RECORD LIST:
========

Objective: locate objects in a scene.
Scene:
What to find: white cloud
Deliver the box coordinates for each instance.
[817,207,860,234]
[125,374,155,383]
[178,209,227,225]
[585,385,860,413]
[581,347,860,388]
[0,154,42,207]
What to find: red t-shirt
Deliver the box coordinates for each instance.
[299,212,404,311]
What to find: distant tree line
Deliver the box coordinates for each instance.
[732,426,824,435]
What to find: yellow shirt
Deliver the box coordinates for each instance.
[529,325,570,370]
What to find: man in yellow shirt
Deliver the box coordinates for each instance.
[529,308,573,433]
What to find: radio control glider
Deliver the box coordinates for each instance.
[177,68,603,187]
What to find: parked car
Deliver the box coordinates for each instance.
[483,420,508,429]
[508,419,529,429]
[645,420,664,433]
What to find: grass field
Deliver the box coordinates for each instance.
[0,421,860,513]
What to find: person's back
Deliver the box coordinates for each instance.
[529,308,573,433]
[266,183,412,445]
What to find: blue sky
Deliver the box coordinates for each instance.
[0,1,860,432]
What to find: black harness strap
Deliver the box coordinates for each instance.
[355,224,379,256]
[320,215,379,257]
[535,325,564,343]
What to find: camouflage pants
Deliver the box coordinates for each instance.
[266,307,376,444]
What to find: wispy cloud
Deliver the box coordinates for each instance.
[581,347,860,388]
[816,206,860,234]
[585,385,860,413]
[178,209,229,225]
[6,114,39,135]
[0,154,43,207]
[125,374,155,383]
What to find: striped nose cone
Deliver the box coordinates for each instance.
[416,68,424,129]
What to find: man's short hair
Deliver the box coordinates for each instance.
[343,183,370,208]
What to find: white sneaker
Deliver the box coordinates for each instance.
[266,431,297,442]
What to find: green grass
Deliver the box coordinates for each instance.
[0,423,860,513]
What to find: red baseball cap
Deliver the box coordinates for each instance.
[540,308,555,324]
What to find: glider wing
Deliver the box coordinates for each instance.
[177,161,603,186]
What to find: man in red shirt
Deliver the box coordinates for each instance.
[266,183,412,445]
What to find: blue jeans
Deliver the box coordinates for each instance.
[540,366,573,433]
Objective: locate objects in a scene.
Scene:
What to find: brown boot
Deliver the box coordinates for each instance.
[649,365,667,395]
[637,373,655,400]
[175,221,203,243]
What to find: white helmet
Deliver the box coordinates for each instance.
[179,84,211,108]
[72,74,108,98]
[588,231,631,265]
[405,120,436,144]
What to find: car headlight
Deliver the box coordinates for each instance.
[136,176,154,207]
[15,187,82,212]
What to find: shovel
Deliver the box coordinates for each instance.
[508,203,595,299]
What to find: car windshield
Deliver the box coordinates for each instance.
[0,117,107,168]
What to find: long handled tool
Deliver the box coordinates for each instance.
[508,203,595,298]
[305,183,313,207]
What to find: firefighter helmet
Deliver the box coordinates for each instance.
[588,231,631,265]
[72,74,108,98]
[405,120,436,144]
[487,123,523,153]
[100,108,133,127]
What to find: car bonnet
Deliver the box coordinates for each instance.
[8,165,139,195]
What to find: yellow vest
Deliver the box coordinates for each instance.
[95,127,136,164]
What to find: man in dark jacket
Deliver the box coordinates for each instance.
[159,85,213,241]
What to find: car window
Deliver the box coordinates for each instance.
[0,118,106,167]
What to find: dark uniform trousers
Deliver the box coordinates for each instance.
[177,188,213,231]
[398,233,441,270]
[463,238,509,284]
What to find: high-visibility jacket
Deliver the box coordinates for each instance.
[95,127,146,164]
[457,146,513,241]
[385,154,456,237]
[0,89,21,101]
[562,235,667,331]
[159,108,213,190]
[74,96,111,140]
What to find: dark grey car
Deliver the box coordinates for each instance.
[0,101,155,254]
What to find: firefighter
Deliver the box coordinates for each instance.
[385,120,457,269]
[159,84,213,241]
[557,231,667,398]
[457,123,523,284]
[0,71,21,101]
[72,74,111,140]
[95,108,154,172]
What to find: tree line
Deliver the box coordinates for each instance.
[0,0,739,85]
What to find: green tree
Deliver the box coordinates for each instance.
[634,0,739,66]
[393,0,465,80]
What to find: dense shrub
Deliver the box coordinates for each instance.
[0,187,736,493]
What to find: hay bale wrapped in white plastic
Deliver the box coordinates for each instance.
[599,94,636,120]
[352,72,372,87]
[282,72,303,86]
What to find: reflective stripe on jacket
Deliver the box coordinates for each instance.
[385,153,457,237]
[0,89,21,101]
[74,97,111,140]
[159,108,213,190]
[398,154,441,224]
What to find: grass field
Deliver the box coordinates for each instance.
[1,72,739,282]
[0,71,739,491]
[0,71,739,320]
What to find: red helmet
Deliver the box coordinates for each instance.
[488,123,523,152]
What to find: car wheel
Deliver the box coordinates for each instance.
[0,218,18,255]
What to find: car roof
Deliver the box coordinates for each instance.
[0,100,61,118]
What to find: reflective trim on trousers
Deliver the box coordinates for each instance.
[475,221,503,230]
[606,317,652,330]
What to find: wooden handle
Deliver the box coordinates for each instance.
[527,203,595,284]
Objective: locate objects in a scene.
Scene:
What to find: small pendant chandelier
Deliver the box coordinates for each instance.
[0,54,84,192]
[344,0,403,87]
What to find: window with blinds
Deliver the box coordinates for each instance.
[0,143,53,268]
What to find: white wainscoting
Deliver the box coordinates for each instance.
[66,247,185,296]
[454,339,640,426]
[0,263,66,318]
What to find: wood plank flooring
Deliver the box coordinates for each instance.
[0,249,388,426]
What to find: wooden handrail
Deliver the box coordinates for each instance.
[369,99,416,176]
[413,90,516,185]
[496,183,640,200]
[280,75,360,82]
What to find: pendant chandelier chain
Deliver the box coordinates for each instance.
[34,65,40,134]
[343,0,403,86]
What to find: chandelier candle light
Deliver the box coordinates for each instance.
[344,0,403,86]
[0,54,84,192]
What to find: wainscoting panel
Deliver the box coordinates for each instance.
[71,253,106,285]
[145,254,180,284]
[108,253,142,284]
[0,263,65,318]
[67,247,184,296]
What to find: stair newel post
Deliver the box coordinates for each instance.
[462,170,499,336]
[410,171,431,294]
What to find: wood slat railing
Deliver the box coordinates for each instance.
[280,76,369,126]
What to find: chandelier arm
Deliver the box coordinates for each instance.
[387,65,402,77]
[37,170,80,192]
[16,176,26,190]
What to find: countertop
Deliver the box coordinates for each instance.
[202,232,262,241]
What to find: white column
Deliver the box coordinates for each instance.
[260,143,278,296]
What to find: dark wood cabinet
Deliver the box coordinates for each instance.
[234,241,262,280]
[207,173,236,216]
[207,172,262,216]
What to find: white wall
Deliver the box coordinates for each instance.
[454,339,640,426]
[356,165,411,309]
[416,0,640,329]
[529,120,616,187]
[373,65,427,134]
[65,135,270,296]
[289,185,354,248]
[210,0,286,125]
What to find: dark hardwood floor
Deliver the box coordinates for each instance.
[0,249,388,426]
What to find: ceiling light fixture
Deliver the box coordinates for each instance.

========

PROBLEM DESCRIPTION:
Write out all the rows above again, swapping in "Look for" wherever "What to find" appears and keeping everything else the same.

EXERCISE RESPONSE:
Objective: locate objects in a scene.
Scene:
Look for: white cloud
Deliver the box coordinates for each instance.
[817,207,860,234]
[125,374,155,383]
[178,209,227,225]
[585,385,860,413]
[581,347,860,388]
[0,154,42,207]
Look for: red t-shirt
Deliver the box coordinates for each instance.
[299,212,404,311]
Look for: distant tree line
Deliver the box coordinates for each instance.
[732,426,824,435]
Look for: yellow shirt
Deliver the box coordinates for each instance.
[529,325,570,370]
Look for: man in yellow shirt
Deliver the box coordinates for each instance.
[529,308,573,433]
Look for: radio control glider
Deliver the box coordinates for each instance.
[177,68,603,187]
Look for: parked car
Deliver the box coordinates for each instance.
[483,420,508,429]
[508,419,529,429]
[645,420,664,433]
Look for: grass field
Deliver the box coordinates for each instance.
[0,421,860,513]
Look for: person's back
Deliver the box coordinates for each instance.
[529,308,573,433]
[266,183,412,445]
Look for: blue sky
Deliver the box coordinates for each instance.
[0,1,860,432]
Look for: black harness strap
Deliver the box coordinates for each instance.
[355,224,379,256]
[320,215,379,257]
[535,325,564,343]
Look for: camouflage pants
Deliver the box coordinates for each instance.
[266,307,376,444]
Look for: wispy cloud
Deliver the box coordinates for each instance.
[581,347,860,388]
[816,206,860,234]
[585,385,860,413]
[178,209,229,225]
[6,114,39,135]
[0,154,43,207]
[125,374,155,383]
Look for: striped nose cone
Deliver the box coordinates for each instance.
[416,68,424,129]
Look for: man's short hair
Deliver the box coordinates for each instance.
[343,183,370,208]
Look for: white sneaker
Deliver the box coordinates for each instance.
[266,431,297,442]
Look for: green grass
Deliver the box coordinates for each instance.
[0,423,860,513]
Look for: red baseball cap
Deliver the box coordinates for each instance.
[540,308,555,324]
Look for: glider wing
Deliver the box coordinates for each instance.
[177,161,603,186]
Look for: man in red shirt
Deliver the box coordinates for each instance.
[266,183,412,445]
Look for: blue jeans
Deliver the box coordinates for each instance.
[540,366,573,433]
Objective: locate objects in a scene.
Scene:
Look for: brown boot
Deliver the box coordinates for each instance.
[649,365,667,395]
[637,373,655,400]
[175,221,203,243]
Look for: white helmet
Deliver the box coordinates for each instance.
[179,84,211,108]
[72,74,108,98]
[588,231,631,265]
[405,120,436,144]
Look for: car headlight
Deliver the box coordinates for each instance.
[136,176,154,207]
[15,187,82,212]
Look for: shovel
Deliver the box coordinates for each instance.
[508,203,595,299]
Look for: car windshield
Deliver the box coordinates for each instance.
[0,117,107,168]
Look for: long handled tool
Deliver the box coordinates for each instance.
[508,203,595,298]
[305,183,313,207]
Look for: firefighter helmet
Deliver the box coordinates for each instance.
[588,231,631,265]
[72,74,108,98]
[405,120,436,144]
[487,123,523,153]
[100,108,133,127]
Look for: car bonnet
Deliver the box coordinates for each instance.
[8,165,139,195]
Look for: yellow vest
Deliver the box coordinates for each instance.
[95,127,136,164]
Look for: man in dark jacket
Deliver the box coordinates for each instance.
[159,85,213,241]
Look for: car window
Deliver the box coordinates for each instance.
[0,118,106,167]
Look for: dark uniform trousers
Deliver the box coordinates for each instance.
[177,188,213,231]
[398,233,441,270]
[463,238,509,284]
Look for: high-visibility jacket
Deliver the box coordinates for each instance.
[95,127,146,164]
[457,146,513,241]
[385,154,456,237]
[0,89,21,101]
[562,235,667,331]
[159,108,213,190]
[74,96,111,140]
Look for: dark grey car
Deliver the box coordinates for each instance.
[0,101,155,254]
Look for: firefighter
Deliver the box coordinates for each instance.
[385,120,457,269]
[159,84,213,241]
[557,231,667,398]
[457,123,523,284]
[0,71,21,101]
[72,74,111,140]
[95,108,154,172]
Look for: tree line
Deliver the box coordinates for each instance.
[0,0,739,85]
Look for: green tree
Deliver the box coordinates for each instance.
[634,0,739,66]
[393,0,465,80]
Look for: dense shrub
Deliver the box coordinates for each instance.
[0,187,736,493]
Look for: hay bale wrapped in white plastic
Deliver the box coordinates for each instance.
[599,94,636,120]
[352,72,372,87]
[282,72,303,86]
Look for: reflective stripe on jacket
Deliver the box coordinates for each instance.
[385,153,457,237]
[0,89,21,101]
[74,97,111,140]
[159,108,213,190]
[398,154,441,224]
Look for: grass field
Deliver the box coordinates for each instance.
[1,72,739,282]
[0,71,739,491]
[0,71,739,320]
Look for: red helmet
Deliver the box coordinates for each instance.
[488,123,523,152]
Look for: car wheel
Deliver the box coordinates for each instance.
[0,218,18,255]
Look for: car roof
Deliver the box coordinates for each instance.
[0,100,61,118]
Look for: reflective trim on trousers
Deliver the box coordinates for each instance.
[475,221,503,230]
[606,317,652,330]
Look for: wooden handle
Deliver the box coordinates for each instance.
[527,203,595,284]
Objective: locate objects in a scene.
Scene:
Look for: small pendant chandelier
Deliver the box coordinates for each instance.
[0,54,84,192]
[344,0,403,87]
Look for: window with blinds
Deliver the box coordinates for each instance.
[0,143,53,268]
Look for: white wainscoting
Deliver the box coordinates for each instance.
[66,247,185,296]
[454,339,640,426]
[0,263,66,318]
Look for: wood plank flooring
Deliver the box coordinates for each instance.
[0,249,388,426]
Look for: wooden handrail
Deliver the box coordinates for each instance.
[369,99,416,176]
[413,90,516,185]
[496,183,640,200]
[280,75,360,82]
Look for: pendant chandelier chain
Deliver the box coordinates for each instance.
[34,65,40,134]
[343,0,403,86]
Look for: chandelier candle light
Deliver the box coordinates for each instance.
[344,0,403,86]
[0,54,84,192]
Look for: wainscoting panel
Deliver the box coordinates for each instance.
[71,253,106,285]
[145,254,180,284]
[108,253,142,284]
[0,263,65,318]
[67,247,184,296]
Look for: stair newel post
Deliver the box coordinates for each instance.
[462,170,499,336]
[410,171,431,294]
Look for: wood slat railing
Deliver the box coordinates for each instance.
[280,76,369,126]
Look for: chandelier arm
Deliver the box coordinates for each instance.
[387,65,402,77]
[37,170,80,192]
[16,176,26,190]
Look for: countertop
Deliver the box coordinates for each instance.
[202,232,262,241]
Look for: white column
Deliver the box coordinates for each instance.
[260,143,278,296]
Look for: dark wood cabinet
Deliver the box coordinates for each instance.
[234,241,262,280]
[207,173,236,216]
[207,172,262,216]
Look for: white wall
Deliver the box coordinates for each instance.
[454,339,640,426]
[356,165,411,309]
[416,0,640,329]
[529,120,616,187]
[373,65,427,134]
[65,135,270,296]
[289,185,354,248]
[210,0,286,125]
Look for: dark hardwood floor
Deliver the box coordinates for each instance.
[0,249,388,426]
Look for: ceiling light fixture
Deliver the box coordinates for each instance.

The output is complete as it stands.